-- Trecho para leitura --
Arendt não usa nenhuma retórica, objetivamente vai logo ao ponto, revelando impiedosamente a face horrível das classes dominantes. Aliás, ela é especialmente precisa, quase cruel, ao se reportar ao filósofo inglês Thomas Hobbes (1588-1679), que considera o verdadeiro ideólogo não-reconhecido da burguesia (os atuais neocon e neoliberais). Diz ela: ”É importante observar que os modernos adeptos da força estão de acordo com a filosofia do único grande pensador que jamais tentou derivar o bem público a partir do interesse privado e que, em benefício deste bem privado, concebeu uma comunidade de estados cuja base e objetivo final é o acúmulo de poder”.
A doutrina de Hobbes é exposta com tanta crueza, que não admira que os ricos burgueses lhe tivessem horror: a imagem que projetava deles no espelho era monstruosa!
Segundo Hobbes, via Arendt, esse processo de acúmulo de poder, necessário à proteção de um constante acúmulo de capital, criou a ideologia “progressista” no final do século 19, prenunciando o surgimento do imperialismo (leia-se hoje “globalização”). A compreensão de que o acúmulo de poder era o único modo de garantir a estabilidade das chamadas leis econômicas, tornou irresistível o progresso. A noção de progresso do século 18, tal como concebido na França, pretendia que a crítica do passado fosse um meio de domínio do presente e de controle do futuro. Mas essa noção bem pouco ou nada teve em comum com a infindável evolução da sociedade burguesa, que não apenas desejava a liberdade e a autonomia do homem, mas estava pronta a sacrificar tudo e todos a leis históricas supostamente supra-humanas.

-- Trechos da listagem --
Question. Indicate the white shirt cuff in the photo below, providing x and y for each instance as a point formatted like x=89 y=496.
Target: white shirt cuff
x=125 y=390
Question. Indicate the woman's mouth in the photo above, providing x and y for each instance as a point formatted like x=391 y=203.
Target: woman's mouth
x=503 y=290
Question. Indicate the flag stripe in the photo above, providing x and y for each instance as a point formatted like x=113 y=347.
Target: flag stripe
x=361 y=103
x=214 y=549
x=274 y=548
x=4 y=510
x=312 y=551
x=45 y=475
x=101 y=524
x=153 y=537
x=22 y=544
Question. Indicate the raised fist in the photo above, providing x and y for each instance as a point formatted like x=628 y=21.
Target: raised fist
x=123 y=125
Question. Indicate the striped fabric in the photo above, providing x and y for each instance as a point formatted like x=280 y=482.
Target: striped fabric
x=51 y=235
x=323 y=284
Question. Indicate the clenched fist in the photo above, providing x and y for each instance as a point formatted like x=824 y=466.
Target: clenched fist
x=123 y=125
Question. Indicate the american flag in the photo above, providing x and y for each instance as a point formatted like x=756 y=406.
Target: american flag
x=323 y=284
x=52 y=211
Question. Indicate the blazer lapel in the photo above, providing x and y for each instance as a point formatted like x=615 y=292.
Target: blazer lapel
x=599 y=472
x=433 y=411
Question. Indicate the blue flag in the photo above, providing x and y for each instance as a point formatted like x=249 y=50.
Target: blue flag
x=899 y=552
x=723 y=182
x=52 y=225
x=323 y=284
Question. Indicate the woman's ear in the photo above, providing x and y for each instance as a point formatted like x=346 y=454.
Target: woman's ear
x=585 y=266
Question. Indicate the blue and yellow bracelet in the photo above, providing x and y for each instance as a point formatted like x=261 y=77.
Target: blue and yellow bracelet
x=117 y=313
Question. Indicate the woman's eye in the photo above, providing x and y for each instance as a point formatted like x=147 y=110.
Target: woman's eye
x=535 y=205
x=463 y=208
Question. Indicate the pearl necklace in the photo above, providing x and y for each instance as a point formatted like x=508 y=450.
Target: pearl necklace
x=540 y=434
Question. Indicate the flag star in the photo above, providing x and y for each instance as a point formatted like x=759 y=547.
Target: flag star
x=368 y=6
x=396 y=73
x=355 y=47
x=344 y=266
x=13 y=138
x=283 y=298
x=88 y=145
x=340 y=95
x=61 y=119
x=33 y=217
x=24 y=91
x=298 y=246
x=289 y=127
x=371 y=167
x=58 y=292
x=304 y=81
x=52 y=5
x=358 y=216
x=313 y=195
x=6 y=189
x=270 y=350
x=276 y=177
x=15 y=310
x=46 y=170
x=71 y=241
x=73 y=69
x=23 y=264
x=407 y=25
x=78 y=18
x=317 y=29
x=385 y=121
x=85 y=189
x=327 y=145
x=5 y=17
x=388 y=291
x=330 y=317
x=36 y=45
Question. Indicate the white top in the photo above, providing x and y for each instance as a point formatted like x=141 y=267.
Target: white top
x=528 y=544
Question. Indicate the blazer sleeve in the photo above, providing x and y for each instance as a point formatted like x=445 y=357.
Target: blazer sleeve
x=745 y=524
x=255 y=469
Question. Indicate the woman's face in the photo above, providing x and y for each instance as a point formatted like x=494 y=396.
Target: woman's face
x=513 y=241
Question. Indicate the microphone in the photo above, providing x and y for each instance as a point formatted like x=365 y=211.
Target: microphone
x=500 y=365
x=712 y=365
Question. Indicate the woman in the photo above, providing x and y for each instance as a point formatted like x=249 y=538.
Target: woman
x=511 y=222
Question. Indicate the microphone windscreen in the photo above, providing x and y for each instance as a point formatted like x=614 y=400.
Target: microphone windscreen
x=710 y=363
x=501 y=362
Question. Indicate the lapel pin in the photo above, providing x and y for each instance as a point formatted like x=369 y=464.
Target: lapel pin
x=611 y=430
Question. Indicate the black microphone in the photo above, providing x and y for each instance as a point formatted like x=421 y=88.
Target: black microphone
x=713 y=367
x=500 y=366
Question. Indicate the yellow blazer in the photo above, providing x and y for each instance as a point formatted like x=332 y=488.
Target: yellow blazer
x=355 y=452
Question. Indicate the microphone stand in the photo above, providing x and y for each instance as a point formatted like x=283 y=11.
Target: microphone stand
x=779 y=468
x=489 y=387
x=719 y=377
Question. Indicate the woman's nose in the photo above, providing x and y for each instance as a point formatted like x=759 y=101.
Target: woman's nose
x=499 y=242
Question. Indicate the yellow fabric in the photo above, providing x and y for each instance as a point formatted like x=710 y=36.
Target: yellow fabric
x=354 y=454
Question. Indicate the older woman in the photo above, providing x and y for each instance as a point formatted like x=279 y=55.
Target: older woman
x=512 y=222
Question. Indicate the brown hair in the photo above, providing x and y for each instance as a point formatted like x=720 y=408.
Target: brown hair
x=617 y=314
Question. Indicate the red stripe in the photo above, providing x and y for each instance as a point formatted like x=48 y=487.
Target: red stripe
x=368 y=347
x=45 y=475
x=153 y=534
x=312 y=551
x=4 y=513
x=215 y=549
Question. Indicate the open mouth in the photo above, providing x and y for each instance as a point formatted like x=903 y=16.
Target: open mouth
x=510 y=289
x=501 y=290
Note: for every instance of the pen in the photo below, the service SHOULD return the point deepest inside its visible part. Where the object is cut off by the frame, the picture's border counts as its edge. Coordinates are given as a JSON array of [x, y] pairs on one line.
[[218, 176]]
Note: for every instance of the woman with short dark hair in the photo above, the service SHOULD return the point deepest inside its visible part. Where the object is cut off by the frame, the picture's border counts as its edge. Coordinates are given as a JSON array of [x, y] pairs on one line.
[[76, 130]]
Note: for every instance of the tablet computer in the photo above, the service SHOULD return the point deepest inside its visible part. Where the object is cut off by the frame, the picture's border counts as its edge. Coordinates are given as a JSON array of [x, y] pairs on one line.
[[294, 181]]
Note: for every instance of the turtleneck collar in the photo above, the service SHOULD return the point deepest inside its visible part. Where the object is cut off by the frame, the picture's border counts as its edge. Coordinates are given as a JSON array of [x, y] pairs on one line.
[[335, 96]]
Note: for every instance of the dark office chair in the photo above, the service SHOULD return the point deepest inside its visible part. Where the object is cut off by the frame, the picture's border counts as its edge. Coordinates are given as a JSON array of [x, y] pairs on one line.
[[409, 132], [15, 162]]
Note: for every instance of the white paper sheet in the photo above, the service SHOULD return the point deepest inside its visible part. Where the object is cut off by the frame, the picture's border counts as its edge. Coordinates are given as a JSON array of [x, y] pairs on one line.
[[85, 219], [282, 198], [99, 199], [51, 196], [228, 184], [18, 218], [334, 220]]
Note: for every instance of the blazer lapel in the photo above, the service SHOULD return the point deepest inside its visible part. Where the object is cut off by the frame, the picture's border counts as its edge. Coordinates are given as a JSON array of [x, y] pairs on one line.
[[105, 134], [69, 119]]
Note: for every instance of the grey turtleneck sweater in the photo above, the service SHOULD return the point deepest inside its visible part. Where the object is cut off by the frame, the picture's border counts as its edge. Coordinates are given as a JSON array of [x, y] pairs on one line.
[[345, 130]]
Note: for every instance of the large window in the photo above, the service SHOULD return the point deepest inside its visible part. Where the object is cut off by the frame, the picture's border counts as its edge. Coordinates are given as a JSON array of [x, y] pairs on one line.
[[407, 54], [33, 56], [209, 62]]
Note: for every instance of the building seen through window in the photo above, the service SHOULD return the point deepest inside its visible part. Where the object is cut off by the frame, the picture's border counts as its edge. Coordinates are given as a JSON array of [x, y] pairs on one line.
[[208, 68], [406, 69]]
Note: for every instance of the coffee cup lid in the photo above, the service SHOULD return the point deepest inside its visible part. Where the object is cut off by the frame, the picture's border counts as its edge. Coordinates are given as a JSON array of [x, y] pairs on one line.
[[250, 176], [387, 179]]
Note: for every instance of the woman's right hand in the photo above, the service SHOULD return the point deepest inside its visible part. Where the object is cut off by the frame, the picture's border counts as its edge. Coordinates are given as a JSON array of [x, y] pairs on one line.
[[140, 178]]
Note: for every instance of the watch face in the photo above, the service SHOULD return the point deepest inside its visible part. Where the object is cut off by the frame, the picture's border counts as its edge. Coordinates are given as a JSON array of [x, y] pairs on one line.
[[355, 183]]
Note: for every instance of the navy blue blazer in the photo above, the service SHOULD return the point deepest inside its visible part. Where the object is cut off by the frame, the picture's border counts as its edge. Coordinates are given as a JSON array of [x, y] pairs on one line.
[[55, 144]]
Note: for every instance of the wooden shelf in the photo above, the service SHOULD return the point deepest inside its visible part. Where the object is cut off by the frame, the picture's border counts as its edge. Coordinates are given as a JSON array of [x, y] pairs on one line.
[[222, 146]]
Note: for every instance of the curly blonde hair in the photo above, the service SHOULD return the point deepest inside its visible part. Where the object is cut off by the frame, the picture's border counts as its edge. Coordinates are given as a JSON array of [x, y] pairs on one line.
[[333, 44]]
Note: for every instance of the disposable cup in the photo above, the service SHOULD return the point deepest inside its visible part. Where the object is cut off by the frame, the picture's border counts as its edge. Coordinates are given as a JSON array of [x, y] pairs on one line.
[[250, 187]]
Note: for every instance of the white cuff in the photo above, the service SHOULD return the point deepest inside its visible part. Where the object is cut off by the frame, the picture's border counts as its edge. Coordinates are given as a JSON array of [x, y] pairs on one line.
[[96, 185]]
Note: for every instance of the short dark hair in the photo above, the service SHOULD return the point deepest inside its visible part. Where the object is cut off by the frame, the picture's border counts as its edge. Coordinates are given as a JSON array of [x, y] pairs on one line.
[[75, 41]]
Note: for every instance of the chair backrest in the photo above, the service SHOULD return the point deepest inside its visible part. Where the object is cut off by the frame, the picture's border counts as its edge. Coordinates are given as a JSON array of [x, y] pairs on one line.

-- Objetivo da tarefa --
Transcreva na íntegra o trecho sobre Arendt e Hobbes, sem mudar uma única palavra ou sinal.

-- Resultado do exercício --
Arendt não usa nenhuma retórica, objetivamente vai logo ao ponto, revelando impiedosamente a face horrível das classes dominantes. Aliás, ela é especialmente precisa, quase cruel, ao se reportar ao filósofo inglês Thomas Hobbes (1588-1679), que considera o verdadeiro ideólogo não-reconhecido da burguesia (os atuais neocon e neoliberais). Diz ela: ”É importante observar que os modernos adeptos da força estão de acordo com a filosofia do único grande pensador que jamais tentou derivar o bem público a partir do interesse privado e que, em benefício deste bem privado, concebeu uma comunidade de estados cuja base e objetivo final é o acúmulo de poder”.
A doutrina de Hobbes é exposta com tanta crueza, que não admira que os ricos burgueses lhe tivessem horror: a imagem que projetava deles no espelho era monstruosa!
Segundo Hobbes, via Arendt, esse processo de acúmulo de poder, necessário à proteção de um constante acúmulo de capital, criou a ideologia “progressista” no final do século 19, prenunciando o surgimento do imperialismo (leia-se hoje “globalização”). A compreensão de que o acúmulo de poder era o único modo de garantir a estabilidade das chamadas leis econômicas, tornou irresistível o progresso. A noção de progresso do século 18, tal como concebido na França, pretendia que a crítica do passado fosse um meio de domínio do presente e de controle do futuro. Mas essa noção bem pouco ou nada teve em comum com a infindável evolução da sociedade burguesa, que não apenas desejava a liberdade e a autonomia do homem, mas estava pronta a sacrificar tudo e todos a leis históricas supostamente supra-humanas.